:: Aim of the task ::
Write out the lines below word for word, leaving out the pictures.
— begin Records supplied —
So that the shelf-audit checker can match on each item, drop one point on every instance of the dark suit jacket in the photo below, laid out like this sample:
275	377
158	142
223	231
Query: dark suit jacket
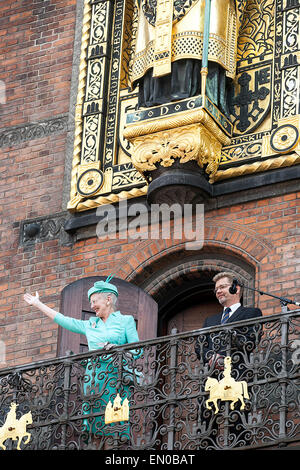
243	335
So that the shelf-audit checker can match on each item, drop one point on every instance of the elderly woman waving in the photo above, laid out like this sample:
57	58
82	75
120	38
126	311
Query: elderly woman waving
107	329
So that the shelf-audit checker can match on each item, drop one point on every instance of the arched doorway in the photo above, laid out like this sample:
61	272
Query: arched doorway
184	289
186	308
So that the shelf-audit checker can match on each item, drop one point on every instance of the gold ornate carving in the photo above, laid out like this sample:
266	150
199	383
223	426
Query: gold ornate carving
227	389
186	143
192	135
116	411
270	164
14	428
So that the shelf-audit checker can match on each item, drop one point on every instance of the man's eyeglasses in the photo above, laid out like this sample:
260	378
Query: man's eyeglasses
221	287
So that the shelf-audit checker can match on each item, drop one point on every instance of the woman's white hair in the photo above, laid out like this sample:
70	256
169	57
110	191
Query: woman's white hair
114	298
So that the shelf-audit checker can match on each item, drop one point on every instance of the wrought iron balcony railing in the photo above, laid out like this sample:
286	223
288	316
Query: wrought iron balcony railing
167	382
— end Records supplied —
:: Response for this exercise ::
So that the shelf-audit checker can match on each item, drop one point on every instance of the dark suit jacket in the photo below, laid out like this sample:
275	377
158	142
223	231
Query: dark suit jacket
243	335
So that the shelf-audit checker can match on each item, drop one point on every instance of the elderly woman waving in the photo above, laid out like this sample:
57	58
82	75
120	38
126	311
Query: elderly woman waving
107	329
So that the shelf-audit checker can match on each item, drop one point on every instance of the arched doorway in the photo above, laid out like this sample:
61	272
Query: arched doorway
184	289
186	308
So that the shelf-audit checker can match on each item, drop one point on every instance of the gold ornate carving in the photo above, laid out like this sample:
266	150
199	383
223	426
Query: gold ornate carving
227	389
186	143
192	135
116	411
270	164
14	428
So that the shelf-audit checker can match on each item, drop one point on every instance of the man's eyeglasses in the photo above, laid out like this sample:
260	378
Query: man's eyeglasses
221	287
So that the shelf-audit checker can match on each item, drop one point on every instance of the woman's white hair in the photo above, laid out like this sample:
70	256
169	57
110	191
Query: woman's white hair
114	298
So that the shelf-audit checker can match on each item, drop one point on every instance of the wrought iron balcony railing in the photo above, laid out like this sample:
286	223
288	316
Query: wrought iron balcony railing
167	382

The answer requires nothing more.